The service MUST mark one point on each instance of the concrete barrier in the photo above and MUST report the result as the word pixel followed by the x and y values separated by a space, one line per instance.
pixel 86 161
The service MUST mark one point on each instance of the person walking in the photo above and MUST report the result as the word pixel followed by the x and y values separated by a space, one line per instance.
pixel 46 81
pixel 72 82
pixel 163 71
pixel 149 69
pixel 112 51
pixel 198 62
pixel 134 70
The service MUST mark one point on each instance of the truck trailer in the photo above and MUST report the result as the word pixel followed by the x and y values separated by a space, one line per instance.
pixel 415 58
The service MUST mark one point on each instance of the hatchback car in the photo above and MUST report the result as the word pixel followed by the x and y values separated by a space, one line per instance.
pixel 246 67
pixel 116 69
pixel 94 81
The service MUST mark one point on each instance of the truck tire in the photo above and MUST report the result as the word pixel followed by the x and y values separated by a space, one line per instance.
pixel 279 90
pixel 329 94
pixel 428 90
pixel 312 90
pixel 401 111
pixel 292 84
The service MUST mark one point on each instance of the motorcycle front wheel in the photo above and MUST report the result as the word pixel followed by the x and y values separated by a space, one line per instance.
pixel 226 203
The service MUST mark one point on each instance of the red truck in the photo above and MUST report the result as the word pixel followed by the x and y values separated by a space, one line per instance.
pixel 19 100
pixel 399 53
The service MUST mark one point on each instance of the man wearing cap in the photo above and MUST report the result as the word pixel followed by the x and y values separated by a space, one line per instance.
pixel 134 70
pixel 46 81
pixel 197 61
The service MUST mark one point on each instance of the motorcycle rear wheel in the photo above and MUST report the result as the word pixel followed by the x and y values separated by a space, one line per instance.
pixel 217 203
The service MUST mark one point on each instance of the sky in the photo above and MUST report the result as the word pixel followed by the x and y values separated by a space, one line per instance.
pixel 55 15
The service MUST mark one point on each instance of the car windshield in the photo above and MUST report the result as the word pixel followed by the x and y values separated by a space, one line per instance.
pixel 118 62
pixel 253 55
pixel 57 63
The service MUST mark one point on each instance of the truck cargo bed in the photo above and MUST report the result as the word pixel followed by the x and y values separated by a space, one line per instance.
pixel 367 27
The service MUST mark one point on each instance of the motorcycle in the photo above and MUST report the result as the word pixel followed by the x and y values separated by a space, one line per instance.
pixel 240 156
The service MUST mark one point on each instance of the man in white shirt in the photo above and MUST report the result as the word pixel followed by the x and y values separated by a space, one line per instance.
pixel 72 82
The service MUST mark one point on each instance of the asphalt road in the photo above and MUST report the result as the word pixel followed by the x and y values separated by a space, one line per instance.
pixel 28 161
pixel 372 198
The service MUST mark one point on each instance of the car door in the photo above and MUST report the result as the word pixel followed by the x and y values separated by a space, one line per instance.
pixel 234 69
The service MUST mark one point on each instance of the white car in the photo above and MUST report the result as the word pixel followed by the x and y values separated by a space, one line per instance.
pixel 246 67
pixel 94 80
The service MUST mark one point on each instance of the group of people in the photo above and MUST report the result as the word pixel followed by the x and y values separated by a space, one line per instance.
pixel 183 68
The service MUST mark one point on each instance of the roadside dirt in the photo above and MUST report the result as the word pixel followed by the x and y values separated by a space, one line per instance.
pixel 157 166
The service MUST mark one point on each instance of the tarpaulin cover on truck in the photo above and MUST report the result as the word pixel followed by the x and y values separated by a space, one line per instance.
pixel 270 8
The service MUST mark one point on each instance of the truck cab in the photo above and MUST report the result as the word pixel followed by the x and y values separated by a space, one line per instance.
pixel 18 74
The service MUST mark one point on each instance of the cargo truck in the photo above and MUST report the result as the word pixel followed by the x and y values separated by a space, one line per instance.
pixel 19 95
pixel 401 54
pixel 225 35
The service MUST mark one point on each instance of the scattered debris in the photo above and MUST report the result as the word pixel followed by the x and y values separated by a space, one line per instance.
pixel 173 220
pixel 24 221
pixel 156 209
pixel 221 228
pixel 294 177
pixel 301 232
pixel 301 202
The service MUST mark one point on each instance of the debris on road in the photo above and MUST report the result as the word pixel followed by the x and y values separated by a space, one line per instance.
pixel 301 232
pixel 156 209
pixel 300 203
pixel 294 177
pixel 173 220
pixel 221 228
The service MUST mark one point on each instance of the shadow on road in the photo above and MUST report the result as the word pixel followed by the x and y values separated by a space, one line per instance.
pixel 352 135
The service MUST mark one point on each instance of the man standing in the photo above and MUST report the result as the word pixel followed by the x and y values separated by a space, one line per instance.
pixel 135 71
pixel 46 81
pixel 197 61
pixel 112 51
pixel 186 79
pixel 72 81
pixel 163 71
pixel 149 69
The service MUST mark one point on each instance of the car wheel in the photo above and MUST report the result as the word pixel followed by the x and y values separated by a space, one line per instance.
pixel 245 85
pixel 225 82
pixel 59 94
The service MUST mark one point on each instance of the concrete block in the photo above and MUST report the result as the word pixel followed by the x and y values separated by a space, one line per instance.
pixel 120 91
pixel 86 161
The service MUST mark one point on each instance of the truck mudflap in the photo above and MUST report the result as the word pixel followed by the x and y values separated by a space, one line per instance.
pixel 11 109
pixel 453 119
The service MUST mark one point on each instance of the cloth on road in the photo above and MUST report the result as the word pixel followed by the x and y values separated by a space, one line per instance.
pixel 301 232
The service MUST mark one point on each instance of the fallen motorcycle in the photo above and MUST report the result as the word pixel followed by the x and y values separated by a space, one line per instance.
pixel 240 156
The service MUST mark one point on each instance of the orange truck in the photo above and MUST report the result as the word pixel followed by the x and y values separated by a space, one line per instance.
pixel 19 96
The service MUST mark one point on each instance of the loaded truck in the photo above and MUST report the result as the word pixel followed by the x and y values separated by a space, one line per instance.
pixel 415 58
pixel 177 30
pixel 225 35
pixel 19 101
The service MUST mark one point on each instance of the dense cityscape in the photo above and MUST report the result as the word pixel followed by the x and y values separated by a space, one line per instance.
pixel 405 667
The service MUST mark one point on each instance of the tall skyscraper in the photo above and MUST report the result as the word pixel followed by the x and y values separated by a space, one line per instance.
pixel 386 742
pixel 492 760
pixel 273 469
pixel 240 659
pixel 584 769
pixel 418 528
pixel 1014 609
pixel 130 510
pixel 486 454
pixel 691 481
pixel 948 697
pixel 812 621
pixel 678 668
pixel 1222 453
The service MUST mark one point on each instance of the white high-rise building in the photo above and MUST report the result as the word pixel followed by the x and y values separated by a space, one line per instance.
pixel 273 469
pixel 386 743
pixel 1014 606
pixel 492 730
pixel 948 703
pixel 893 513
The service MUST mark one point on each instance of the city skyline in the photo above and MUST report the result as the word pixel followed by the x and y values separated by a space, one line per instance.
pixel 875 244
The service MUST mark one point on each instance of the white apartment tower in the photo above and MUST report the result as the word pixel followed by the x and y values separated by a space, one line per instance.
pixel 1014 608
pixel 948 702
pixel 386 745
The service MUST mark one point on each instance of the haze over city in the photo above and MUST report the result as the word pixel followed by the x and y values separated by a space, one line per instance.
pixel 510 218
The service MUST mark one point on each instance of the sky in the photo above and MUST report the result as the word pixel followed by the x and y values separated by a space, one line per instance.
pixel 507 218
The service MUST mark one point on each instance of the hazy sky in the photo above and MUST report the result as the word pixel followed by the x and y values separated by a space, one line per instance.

######

**STATED TASK:** Update the data above by replacing every occurrence of "MUST" with "SHALL". Leave all other text unchanged.

**CORRECT RESULT:**
The service SHALL mark one point on each instance of the concrete barrier in the photo above and SHALL report the result as the word pixel followed by the x and y values separated by a space, one line per instance.
pixel 86 161
The service SHALL mark one point on each instance of the person walking in the photo above and SHALL report the result as the word pixel followed by the x and y values separated by a space, one line per instance.
pixel 46 81
pixel 72 82
pixel 163 71
pixel 149 69
pixel 112 51
pixel 198 62
pixel 134 70
The service SHALL mark one point on each instance of the truck trailer in the photo above and SHALL report the result as the word pixel followed by the x and y values separated by a space, one line per instance.
pixel 415 58
The service SHALL mark one point on each instance of the hatchback car in the photo above and SHALL report the result as the word pixel followed by the x and y values separated by a space, one line per instance.
pixel 246 67
pixel 116 69
pixel 94 81
The service SHALL mark one point on each instance of the truck tire in the photo above and SHALL report the result as the word pixel followed by the x and y values separated by a space, one line per instance.
pixel 279 90
pixel 329 94
pixel 428 90
pixel 312 90
pixel 401 111
pixel 292 84
The service SHALL mark one point on each instance of the motorcycle front wheel in the photo above and SHALL report the result as the word pixel followed by the x and y values separated by a space, one line per instance.
pixel 226 203
The service SHALL mark one point on each instance of the red truck in the photo above and SHALL report the result as the word pixel followed by the x and y values separated by a space, one line per instance.
pixel 19 100
pixel 399 53
The service SHALL mark one point on each instance of the man wearing cap in the photo above and SHALL report the result as the word pixel followed by the x and y values separated by a space, one line per instance.
pixel 134 70
pixel 46 81
pixel 197 61
The service SHALL mark one point on each instance of the motorcycle rear wheel in the photo above and SHALL report the result as the word pixel followed by the x and y values separated by a space, one line per instance.
pixel 217 203
The service SHALL mark one point on each instance of the sky in the photo above and SHALL report the result as the word pixel followed by the x and y values separated by a space, one line per instance.
pixel 55 15
The service SHALL mark one point on each instance of the car windshield in the photo above and SHALL report the result as the word pixel followed by the x and y values separated by a space, one line per instance.
pixel 118 62
pixel 253 55
pixel 57 63
The service SHALL mark one point on each instance of the truck cargo bed in the photo above and SHALL report the result as the word pixel followed by the x and y values separated by a space, one line per instance.
pixel 367 27
The service SHALL mark one point on each instance of the motorcycle in the photo above and SHALL report the result as the word pixel followed by the x and y values separated by a space, one line per instance.
pixel 240 156
The service SHALL mark one point on each instance of the man in white shirt in the photo above and SHALL report the result as the word pixel followed by the x and y values separated by a space, one line per instance.
pixel 72 82
The service SHALL mark one point on each instance of the asphalt road in the photo above and SHALL report the result as the word pixel followed by the x and y values separated by a space, one line per instance.
pixel 28 161
pixel 372 198
The service SHALL mark one point on each instance of the car door in the photo above and SHALL report the result as the word pixel followed by the x and y values separated by a space, one line per instance.
pixel 234 69
The service SHALL mark one point on each instance of the white car in the photo above and SHALL report the result as the word pixel followed by the x and y values separated by a space, one line per instance.
pixel 246 67
pixel 94 80
The service SHALL mark one point on each instance of the group of people in the photo above and SHALL report the result as the word pixel followed by the x and y values separated by a space, one line per instance.
pixel 183 68
The service SHALL mark one point on each instance of the roadside dirt in the photo above and SHALL report the result as the word pixel followed by the x and y values separated by a space, one line per instance.
pixel 157 166
The service SHALL mark one point on each instance of the tarpaulin cover on truck in the photo above and SHALL report the result as the word pixel followed by the x and y values separated by a space, one line per instance.
pixel 270 8
The service SHALL mark one point on each instance of the truck cab in the photo above and SHALL report the result as the word pixel followed by the x and y values separated by a space, one line per instance.
pixel 18 74
The service SHALL mark one point on each instance of the cargo truck in the photo above and SHALL report the result as the word pixel followed by the x and y values separated by a space, one line per instance.
pixel 19 95
pixel 401 54
pixel 225 35
The service SHALL mark one point on each instance of the scattered debris in the photo above and SHALL report the result as the word pixel followed by the x and y values separated by a space, one line per instance.
pixel 173 220
pixel 24 221
pixel 156 209
pixel 221 228
pixel 294 177
pixel 301 232
pixel 301 202
The service SHALL mark one point on each instance of the debris on road in the photo above and SHALL report the result as the word pixel followed by the x and y values separated by a space, one line per instance.
pixel 301 232
pixel 156 209
pixel 300 203
pixel 294 177
pixel 173 220
pixel 221 228
The service SHALL mark one point on each instance of the shadow on road in the photo above and SHALL report the result as the word pixel followed by the x and y values separated by a space, one line per instance.
pixel 352 135
The service SHALL mark one point on each instance of the man standing in the photo above and SHALL report the result as the word pixel followed by the x and y values separated by a space, one line per instance.
pixel 135 71
pixel 46 81
pixel 197 61
pixel 112 51
pixel 186 79
pixel 72 81
pixel 163 71
pixel 149 69
The service SHALL mark one point on each instance of the car wheel in the photo above and SHALL report the result as the word pixel followed by the x and y values separated by a space, one line per instance.
pixel 245 85
pixel 225 82
pixel 59 94
The service SHALL mark one point on each instance of the concrete block in the photo above and SHALL report the result as the word pixel followed by the x and y values separated by a space, one line per instance.
pixel 120 91
pixel 86 161
The service SHALL mark one point on each instance of the truck mudflap in the photo above and SHALL report the result as the word pixel followed by the x and y values separated by a space, one line per instance.
pixel 11 109
pixel 453 119
The service SHALL mark one point on each instance of the cloth on road in the photo above and SHALL report the result as the word pixel followed by the x and y values separated by a space, one line per instance.
pixel 301 232
The service SHALL mark one point on each instance of the fallen motorcycle in the photo above and SHALL report the result as the word pixel followed by the x and y values separated by a space, one line per instance.
pixel 240 156
The service SHALL mark one point on each instance of the orange truck in the photo above and SHALL report the result as the word pixel followed by the x and y values separated by a space, one line per instance.
pixel 19 96
The service SHALL mark one point on each instance of the loaded truck in the photo above and SHALL report the result as the word pixel followed by the x and y values separated by a space, one line per instance.
pixel 415 58
pixel 177 30
pixel 225 35
pixel 19 101
The service SHALL mark one point on each instance of the dense cityscape in the photo above and SHALL report the result as the word pixel followed by the x and y values separated by a space, one line per instance.
pixel 405 667
The service SHALL mark one point on each instance of the tall skyscraper in the photo above and SHALL report the result as the word pixel followed by the x and y values separated by a space, one line per instance.
pixel 386 742
pixel 492 760
pixel 273 469
pixel 240 659
pixel 584 769
pixel 418 528
pixel 1014 609
pixel 130 510
pixel 486 454
pixel 691 481
pixel 948 697
pixel 812 621
pixel 678 668
pixel 1222 453
The service SHALL mark one point on each instance of the white high-rise building in the photo above and SHALL report the result as the word pixel followed by the x and y values separated by a space, one line per instance.
pixel 273 469
pixel 386 743
pixel 1014 606
pixel 492 730
pixel 948 703
pixel 893 513
The service SHALL mark one point on each instance of the city skyline in the photo above and SHALL report the result as the word pixel followed by the x and y values separated by a space, one line per instance.
pixel 875 244
The service SHALL mark one point on each instance of the white apartment tower in the photo above and SHALL report the result as the word pixel followed by the x and y values separated by a space, one line per instance.
pixel 1014 608
pixel 948 702
pixel 386 745
The service SHALL mark one point on each instance of the haze over city in the photo above and SHALL report the result as the word pixel followed by the x and y values separated by a space, one line per instance.
pixel 510 218
The service SHALL mark one point on each instance of the sky in the photo above and SHALL report the result as the word pixel followed by the x and y values separated by a space, one line per instance.
pixel 507 218
The service SHALL mark one point on each instance of the hazy sky in the photo above and SHALL report the result as the word pixel followed by the x and y values separated by a space, one line per instance.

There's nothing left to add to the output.